Exercise details –
Write out, word for word, the lines of the records from the line containing "Objective — for every instance of the tree, place" through the end of the records.

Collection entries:
====
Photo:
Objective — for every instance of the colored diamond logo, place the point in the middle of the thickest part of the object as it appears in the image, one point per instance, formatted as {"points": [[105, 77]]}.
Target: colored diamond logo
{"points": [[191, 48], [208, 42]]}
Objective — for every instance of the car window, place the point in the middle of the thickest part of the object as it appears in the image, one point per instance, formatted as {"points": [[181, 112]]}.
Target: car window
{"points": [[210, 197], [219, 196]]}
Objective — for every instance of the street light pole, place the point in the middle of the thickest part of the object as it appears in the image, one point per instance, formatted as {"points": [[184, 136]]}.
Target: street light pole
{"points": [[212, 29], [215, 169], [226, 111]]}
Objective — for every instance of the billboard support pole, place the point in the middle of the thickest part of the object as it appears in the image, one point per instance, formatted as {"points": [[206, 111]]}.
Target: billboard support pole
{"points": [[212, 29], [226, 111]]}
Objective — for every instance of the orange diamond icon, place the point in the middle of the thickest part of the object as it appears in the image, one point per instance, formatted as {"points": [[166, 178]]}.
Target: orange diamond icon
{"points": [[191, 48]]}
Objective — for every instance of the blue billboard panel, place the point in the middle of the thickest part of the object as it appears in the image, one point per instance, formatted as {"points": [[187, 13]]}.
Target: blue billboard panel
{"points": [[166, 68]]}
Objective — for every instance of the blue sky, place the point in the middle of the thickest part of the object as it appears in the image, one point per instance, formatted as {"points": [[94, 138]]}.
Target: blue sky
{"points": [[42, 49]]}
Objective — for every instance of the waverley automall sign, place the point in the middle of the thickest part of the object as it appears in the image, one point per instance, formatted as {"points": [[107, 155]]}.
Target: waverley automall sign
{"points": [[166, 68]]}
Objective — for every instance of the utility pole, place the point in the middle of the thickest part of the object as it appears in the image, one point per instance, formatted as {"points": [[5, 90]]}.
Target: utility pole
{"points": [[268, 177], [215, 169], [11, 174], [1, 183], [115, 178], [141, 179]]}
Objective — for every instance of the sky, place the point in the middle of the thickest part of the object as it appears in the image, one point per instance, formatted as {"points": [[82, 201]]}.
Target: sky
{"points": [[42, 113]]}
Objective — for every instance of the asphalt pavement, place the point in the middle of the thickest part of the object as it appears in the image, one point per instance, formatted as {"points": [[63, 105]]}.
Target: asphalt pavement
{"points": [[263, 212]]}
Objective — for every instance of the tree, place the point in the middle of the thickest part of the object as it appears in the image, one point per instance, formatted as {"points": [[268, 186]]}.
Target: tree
====
Response to the task –
Objective — for every instance of the tree, place the point in the middle of the thickest part of the object as it appears in the image, one point per instance, formatted as {"points": [[268, 186]]}.
Target: tree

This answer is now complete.